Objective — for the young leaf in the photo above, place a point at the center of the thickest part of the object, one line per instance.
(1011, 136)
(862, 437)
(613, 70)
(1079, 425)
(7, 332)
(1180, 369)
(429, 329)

----------------

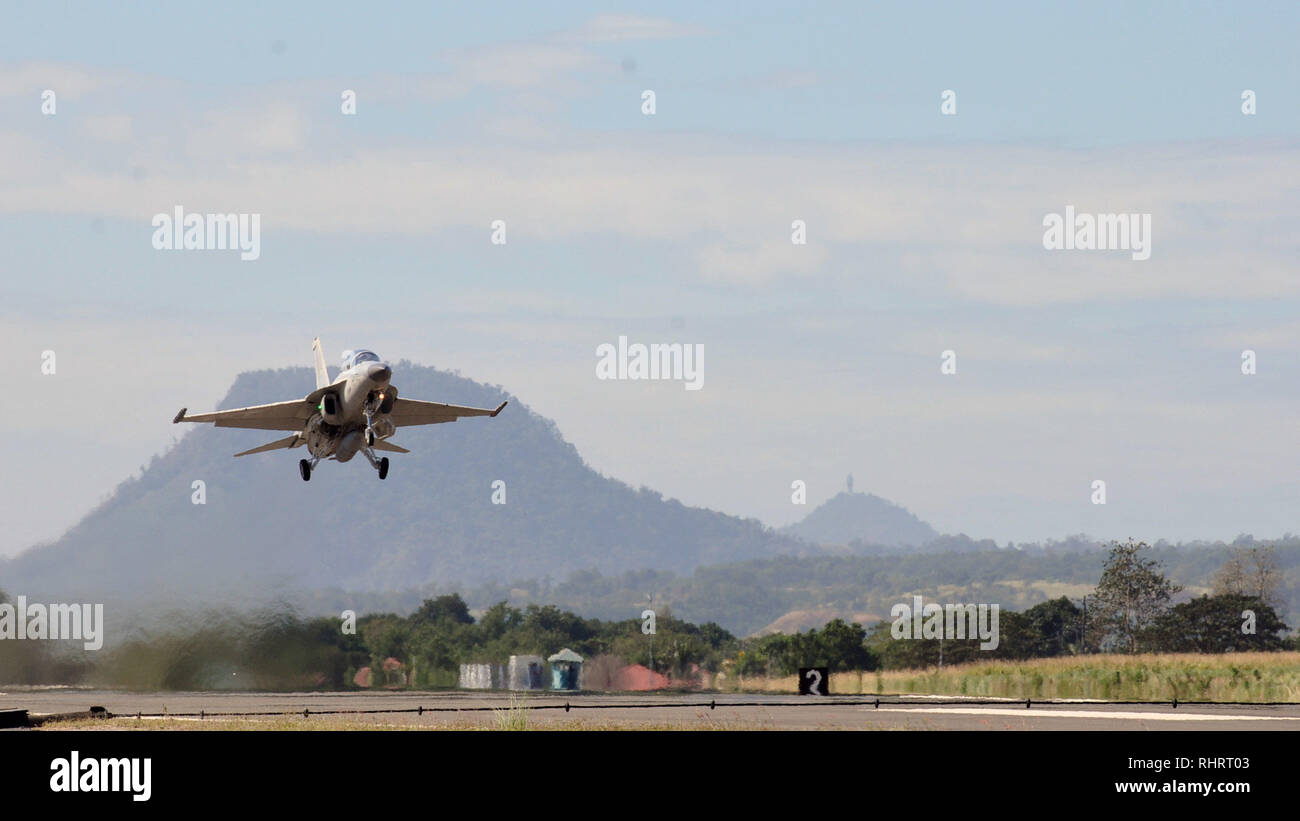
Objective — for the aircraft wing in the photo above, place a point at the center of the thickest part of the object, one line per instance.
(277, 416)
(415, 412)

----------------

Request - Tally how many lines in the items above contain the word "thickest". Reply with only that number.

Solved problem - 2